- [What the task requires]
Duplicate the part of the ocular migraine text below, starting with "Retinal migraine is" and going on through "disease, and lupus.".

- [Document segment]
╭──

Retinal migraine is caused by reduced blood flow or blood vessel spasms in the area behind your eye.

Migraine with aura is thought to be caused by abnormal electrical activity in your brain. While the exact causes of this aren’t known, researchers believe neuronal dysfunction may contribute.

Ocular migraine is also more prevalent in the following groups:

  • those with a personal or family history of migraine
  • people assigned female at birth
  • adults ages 30 to 39 years old

Retinal migraine may also develop in people with atherosclerosis, sickle cell disease, and lupus.

An ocular migraine may be diagnosed by an eye doctor. Their diagnosis may involve a combination of the following:

  • a physical exam
  • an evaluation of your personal and family health history, particularly migraine
  • an eye exam with dilation
  • blood testing or imaging tests to rule out other causes of your symptoms, such as stroke

Is an ocular migraine an emergency?

╰──

Source data
╭──

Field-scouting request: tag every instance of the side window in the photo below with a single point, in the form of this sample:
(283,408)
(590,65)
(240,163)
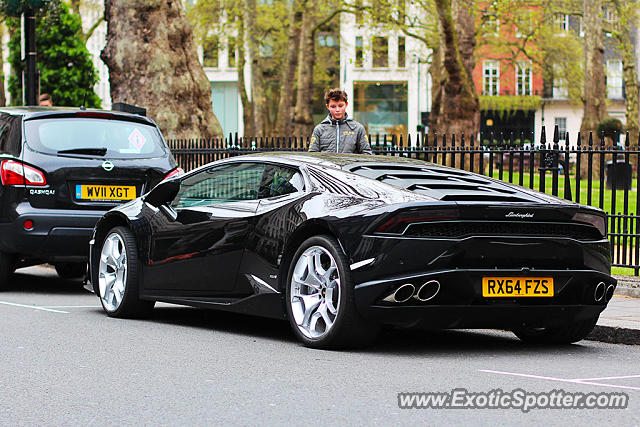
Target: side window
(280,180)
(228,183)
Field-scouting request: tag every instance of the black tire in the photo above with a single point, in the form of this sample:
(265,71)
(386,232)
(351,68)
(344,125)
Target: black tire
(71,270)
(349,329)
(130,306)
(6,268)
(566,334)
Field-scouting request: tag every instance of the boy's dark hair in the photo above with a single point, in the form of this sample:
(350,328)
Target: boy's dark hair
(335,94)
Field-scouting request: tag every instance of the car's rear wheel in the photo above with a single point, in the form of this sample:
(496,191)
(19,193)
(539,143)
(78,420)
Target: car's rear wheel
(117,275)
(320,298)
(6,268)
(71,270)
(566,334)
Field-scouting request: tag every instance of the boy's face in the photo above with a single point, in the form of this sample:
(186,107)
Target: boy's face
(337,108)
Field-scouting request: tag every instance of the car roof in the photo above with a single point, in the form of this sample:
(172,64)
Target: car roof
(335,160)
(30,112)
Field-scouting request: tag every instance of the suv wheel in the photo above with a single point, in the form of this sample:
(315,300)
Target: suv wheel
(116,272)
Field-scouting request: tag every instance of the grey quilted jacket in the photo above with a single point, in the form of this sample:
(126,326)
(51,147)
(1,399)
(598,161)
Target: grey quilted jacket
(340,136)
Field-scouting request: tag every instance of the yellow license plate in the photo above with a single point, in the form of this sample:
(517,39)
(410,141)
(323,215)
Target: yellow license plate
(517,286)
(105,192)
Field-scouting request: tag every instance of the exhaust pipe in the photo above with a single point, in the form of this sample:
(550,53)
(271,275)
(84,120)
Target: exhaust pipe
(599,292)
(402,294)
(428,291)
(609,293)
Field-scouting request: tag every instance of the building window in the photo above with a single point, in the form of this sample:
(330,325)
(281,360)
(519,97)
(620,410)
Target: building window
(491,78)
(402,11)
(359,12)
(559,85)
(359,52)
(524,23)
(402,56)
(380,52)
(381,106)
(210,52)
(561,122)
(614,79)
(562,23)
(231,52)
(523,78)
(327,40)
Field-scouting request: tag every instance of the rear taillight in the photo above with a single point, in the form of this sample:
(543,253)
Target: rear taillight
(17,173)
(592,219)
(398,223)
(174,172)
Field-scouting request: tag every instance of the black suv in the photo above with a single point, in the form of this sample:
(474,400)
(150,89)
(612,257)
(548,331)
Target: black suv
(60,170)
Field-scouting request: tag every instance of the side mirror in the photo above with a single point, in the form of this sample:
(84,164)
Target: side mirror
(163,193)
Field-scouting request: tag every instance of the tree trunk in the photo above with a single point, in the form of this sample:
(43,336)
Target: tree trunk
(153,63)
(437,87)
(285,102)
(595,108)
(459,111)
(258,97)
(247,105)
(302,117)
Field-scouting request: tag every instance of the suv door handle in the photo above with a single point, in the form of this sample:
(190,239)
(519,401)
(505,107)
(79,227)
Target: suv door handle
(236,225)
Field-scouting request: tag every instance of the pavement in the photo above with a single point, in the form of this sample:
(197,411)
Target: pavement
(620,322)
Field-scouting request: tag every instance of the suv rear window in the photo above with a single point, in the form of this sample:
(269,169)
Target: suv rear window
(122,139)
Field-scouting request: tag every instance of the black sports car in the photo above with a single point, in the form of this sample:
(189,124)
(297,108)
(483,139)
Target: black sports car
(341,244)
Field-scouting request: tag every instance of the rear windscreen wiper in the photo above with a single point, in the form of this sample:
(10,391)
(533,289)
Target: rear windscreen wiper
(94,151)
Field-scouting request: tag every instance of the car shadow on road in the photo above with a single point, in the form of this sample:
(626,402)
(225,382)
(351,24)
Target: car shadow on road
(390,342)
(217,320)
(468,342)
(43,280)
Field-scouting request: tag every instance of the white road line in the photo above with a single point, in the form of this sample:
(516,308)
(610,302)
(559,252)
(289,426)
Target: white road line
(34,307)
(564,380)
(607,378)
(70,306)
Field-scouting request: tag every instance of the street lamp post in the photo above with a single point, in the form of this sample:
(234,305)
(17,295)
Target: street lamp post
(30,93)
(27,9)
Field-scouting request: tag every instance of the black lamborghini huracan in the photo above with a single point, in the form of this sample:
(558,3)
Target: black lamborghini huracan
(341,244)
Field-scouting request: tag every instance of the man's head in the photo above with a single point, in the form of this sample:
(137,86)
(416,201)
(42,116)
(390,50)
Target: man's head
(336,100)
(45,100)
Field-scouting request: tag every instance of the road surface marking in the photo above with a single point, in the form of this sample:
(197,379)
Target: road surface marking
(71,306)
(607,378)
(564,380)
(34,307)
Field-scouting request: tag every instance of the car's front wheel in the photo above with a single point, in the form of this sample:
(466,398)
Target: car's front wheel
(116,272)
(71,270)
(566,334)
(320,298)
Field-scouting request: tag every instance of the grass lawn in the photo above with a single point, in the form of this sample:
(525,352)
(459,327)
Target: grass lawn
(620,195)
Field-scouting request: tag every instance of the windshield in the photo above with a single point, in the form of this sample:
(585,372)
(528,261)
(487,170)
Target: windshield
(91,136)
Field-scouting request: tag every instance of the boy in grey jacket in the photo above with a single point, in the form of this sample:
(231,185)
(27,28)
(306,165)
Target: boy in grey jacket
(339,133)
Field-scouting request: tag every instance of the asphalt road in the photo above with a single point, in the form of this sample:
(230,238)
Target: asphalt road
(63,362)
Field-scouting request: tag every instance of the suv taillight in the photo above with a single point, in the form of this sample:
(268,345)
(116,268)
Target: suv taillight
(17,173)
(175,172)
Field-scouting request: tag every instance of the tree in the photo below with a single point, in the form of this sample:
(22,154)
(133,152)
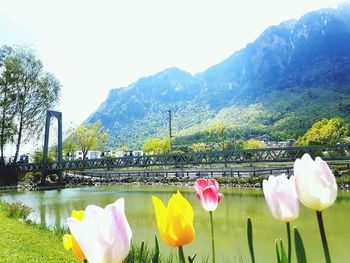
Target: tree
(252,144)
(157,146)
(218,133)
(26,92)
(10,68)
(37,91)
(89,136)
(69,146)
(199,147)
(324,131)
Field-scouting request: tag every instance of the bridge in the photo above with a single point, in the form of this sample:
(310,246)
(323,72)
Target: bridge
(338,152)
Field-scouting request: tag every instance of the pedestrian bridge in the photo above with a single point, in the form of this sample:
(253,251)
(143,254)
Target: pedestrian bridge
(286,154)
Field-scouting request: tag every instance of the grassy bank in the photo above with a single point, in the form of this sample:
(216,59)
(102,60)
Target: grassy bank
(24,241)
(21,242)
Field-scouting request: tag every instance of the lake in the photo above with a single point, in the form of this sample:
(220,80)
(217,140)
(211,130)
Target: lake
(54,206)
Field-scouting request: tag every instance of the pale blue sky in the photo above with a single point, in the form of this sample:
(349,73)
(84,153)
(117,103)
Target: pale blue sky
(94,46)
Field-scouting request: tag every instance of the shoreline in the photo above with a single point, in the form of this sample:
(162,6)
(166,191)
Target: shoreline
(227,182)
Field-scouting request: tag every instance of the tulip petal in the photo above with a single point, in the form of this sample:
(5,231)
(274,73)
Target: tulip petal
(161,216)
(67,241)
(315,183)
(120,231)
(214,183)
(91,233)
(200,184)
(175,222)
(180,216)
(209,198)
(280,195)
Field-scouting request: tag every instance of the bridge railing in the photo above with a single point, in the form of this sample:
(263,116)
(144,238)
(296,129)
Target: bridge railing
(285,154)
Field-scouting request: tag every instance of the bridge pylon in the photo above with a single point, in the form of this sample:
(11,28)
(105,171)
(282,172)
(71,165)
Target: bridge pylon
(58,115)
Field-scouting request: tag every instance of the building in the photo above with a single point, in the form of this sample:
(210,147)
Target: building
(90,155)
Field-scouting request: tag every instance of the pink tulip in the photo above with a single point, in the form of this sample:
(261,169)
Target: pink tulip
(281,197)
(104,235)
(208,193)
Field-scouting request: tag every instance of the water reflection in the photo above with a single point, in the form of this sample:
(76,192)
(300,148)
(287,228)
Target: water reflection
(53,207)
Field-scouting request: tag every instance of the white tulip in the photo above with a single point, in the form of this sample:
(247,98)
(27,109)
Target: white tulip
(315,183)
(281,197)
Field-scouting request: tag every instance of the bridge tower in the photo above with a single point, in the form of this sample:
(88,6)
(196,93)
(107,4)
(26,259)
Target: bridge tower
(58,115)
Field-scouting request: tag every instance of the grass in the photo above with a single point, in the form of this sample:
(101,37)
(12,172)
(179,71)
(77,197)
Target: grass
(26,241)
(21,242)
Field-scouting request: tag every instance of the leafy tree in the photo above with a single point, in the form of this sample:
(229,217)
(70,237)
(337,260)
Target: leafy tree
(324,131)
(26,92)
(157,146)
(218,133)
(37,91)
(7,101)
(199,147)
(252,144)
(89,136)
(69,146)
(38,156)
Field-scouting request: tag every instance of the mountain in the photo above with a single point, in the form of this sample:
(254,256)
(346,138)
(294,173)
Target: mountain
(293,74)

╰──

- [Reply]
Retinal migraine is caused by reduced blood flow or blood vessel spasms in the area behind your eye.

Migraine with aura is thought to be caused by abnormal electrical activity in your brain. While the exact causes of this aren’t known, researchers believe neuronal dysfunction may contribute.

Ocular migraine is also more prevalent in the following groups:

  • those with a personal or family history of migraine
  • people assigned female at birth
  • adults ages 30 to 39 years old

Retinal migraine may also develop in people with atherosclerosis, sickle cell disease, and lupus.